QUOTED PASSAGE
:::

The main objective of our Jason-1 investigation is to combine altimeter data from several missions for sea level and ocean circulation monitoring. Combining TOPEX/POSEIDON (T/P), ERS-1/2, GEOSAT Follow-On (GFO), ENVISAT and Jason-1 data will allow us to map sea level variations over a long time with high accuracy and very good resolution. This opens up new avenues for oceanographic studies using satellite altimetry.

Work carried out in the CLS Space Oceanography Division will include:

  • Precise inter-calibration of Jason-1, T/P and ENVISAT (altimeter and radiometer)

    This task will follow up work by our team for the TOPEX, POSEIDON and ERS-1/2 altimeters [e.g., Le Traon et al., 1994; Stum, 1998]. Relative biases and drifts will be determined and monitored over the lifetime of all these altimetric missions.

:::

GIVEN DATA
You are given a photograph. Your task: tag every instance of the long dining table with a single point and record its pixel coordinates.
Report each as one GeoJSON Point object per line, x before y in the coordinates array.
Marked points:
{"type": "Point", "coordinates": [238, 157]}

:::

WHAT TO WORK ON
1. According to the Jason-1 altimetry passage, why combine data from several altimeter missions? Answer in one to three sentences.
2. Please continue the Jason-1 altimetry passage, starting after its last sentence.
The data above are separate material from the passage on the Jason-1 altimetry investigation.

OUTPUTS IN ORDER
1. Combining data from TOPEX/POSEIDON, ERS-1/2, GFO, ENVISAT and Jason-1 makes it possible to map sea level variations over a long period with high accuracy and very good resolution. This opens up new avenues for oceanographic studies using satellite altimetry.

2.
  • Development and/or testing of new altimetric corrections

    This includes the analysis of the inverse barometer correction [e.g., Gaspar and Ponte, 1997; Ponte and Gaspar, 1999; Dorandeu and Le Traon, 1999] and the use of barotropic models and inverse techniques to correct for high-frequency effects, the improvement of electromagnetic (EM) bias models [e.g., Gaspar and Florens, 1998], the evaluation of new tidal models and the calculation of improved mean sea surface models.

  • Estimation of a global mean dynamic topography by combining altimeter data, in situ data and geoid models derived from the CHAMP, GRACE and GOCE missions

    This will enable us to provide absolute dynamic topography measurements from altimetry.

  • Improvement of data merging techniques for ocean circulation estimation

    Merging techniques developed and used for T/P and ERS-1/2 [e.g., Le Traon et al., 1998; Le Traon and Ogor, 1998; Ducet et al., 2000] will be improved and applied to Jason-1 and ENVISAT. As part of this activity, we will also continue theoretical analyses on the contribution of multiple altimeter missions [Le Traon and Dibarboure, 1999; Le Traon et al., 2001].

  • Development and exploitation of a near-real-time multi-mission altimeter processing system (T/P, ERS-2, GFO, Jason-1 and ENVISAT) (figure 1)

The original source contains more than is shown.